▸ Exercise brief: Within the lines below, find those that hold the string "light" and copy each one.

=== Records to process ===

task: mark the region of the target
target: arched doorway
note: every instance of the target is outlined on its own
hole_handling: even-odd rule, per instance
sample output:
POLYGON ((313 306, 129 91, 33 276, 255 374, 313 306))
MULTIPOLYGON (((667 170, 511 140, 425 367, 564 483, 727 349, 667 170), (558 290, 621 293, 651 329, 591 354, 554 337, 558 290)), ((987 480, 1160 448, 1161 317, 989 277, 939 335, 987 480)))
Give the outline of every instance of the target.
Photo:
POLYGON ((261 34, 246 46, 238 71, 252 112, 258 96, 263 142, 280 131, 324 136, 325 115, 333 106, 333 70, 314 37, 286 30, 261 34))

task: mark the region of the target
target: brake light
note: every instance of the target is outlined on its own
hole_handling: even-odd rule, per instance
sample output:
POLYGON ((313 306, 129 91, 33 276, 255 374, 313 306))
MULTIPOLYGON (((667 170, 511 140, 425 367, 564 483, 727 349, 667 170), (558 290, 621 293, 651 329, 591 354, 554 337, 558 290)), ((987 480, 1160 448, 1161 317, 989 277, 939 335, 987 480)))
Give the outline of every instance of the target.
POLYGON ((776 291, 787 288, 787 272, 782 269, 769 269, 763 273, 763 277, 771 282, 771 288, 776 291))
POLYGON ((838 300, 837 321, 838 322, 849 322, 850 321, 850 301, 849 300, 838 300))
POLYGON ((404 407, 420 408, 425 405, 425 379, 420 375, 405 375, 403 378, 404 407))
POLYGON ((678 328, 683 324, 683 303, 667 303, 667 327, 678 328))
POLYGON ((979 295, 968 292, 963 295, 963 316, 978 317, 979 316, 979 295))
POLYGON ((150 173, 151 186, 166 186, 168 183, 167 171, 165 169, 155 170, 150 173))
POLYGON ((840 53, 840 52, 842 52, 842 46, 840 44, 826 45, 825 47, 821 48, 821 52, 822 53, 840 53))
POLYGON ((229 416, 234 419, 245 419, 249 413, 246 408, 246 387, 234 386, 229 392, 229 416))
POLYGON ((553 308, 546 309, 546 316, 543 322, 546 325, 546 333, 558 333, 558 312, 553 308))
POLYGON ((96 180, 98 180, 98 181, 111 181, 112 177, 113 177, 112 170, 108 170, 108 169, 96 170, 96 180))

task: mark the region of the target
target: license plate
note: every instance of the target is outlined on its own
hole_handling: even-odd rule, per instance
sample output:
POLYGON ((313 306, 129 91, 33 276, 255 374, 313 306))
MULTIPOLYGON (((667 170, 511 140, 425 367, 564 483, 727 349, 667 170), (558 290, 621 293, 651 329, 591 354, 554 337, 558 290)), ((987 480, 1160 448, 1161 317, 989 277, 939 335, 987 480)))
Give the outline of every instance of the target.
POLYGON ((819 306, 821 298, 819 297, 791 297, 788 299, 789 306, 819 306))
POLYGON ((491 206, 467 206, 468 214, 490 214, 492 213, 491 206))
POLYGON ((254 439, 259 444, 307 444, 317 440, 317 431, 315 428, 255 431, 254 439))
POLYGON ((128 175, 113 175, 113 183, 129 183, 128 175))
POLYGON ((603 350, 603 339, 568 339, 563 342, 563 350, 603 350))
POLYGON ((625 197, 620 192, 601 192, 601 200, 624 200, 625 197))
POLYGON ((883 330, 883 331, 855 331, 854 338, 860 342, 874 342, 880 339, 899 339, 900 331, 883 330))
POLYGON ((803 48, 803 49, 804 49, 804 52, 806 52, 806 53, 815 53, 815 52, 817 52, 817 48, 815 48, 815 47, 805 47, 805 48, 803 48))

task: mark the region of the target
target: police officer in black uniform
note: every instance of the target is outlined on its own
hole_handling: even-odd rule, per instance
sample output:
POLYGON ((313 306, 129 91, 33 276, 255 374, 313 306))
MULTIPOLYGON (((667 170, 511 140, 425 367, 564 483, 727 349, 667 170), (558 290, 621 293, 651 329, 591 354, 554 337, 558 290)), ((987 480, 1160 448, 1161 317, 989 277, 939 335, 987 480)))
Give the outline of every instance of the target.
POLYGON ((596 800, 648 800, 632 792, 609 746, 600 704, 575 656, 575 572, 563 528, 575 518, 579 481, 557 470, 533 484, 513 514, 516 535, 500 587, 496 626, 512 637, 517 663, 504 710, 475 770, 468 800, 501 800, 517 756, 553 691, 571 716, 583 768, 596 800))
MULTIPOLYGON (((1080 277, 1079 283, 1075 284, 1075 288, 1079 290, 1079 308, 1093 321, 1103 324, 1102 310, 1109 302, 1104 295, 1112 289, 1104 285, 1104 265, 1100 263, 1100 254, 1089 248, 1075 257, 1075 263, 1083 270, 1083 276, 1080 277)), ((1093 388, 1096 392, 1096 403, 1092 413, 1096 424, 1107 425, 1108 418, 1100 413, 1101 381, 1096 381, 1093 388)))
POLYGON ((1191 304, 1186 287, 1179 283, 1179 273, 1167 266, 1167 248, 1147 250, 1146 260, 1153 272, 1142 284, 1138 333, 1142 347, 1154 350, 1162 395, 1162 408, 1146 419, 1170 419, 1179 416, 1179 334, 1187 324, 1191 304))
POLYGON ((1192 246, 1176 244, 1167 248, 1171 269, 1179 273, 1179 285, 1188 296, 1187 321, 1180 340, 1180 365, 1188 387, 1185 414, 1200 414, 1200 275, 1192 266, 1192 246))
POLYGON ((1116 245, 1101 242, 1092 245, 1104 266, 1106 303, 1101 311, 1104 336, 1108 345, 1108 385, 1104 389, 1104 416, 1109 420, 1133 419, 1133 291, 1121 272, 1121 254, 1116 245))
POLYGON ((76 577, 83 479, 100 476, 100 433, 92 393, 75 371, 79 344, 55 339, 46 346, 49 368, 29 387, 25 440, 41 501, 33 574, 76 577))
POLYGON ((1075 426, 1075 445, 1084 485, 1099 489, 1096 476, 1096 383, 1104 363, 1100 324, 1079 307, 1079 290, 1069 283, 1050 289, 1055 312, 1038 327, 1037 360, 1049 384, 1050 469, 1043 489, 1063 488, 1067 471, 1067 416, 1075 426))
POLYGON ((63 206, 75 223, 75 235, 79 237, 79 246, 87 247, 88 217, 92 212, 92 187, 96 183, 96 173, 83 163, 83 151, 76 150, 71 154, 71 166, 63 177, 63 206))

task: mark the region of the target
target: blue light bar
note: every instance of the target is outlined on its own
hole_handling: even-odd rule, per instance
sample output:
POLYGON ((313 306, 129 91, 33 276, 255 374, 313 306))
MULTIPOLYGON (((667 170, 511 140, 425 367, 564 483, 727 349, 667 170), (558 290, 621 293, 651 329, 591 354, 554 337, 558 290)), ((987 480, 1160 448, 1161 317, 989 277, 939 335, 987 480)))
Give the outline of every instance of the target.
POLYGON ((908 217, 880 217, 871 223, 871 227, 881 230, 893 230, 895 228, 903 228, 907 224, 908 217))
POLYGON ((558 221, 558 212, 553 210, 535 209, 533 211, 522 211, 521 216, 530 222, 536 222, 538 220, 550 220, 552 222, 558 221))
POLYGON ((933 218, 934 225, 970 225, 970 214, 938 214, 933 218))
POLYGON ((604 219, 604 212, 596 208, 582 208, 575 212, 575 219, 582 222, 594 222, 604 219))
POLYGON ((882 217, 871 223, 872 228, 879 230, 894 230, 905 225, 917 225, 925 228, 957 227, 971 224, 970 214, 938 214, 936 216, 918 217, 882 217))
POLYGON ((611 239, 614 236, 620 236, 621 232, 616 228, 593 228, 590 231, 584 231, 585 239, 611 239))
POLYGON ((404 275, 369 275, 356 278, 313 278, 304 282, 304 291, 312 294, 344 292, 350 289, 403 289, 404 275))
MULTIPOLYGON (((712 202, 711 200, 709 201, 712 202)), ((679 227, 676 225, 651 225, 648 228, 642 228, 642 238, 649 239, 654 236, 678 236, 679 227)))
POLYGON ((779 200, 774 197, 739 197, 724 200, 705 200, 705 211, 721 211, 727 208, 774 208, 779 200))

===

▸ Answer section:
target: brake light
target: blue light bar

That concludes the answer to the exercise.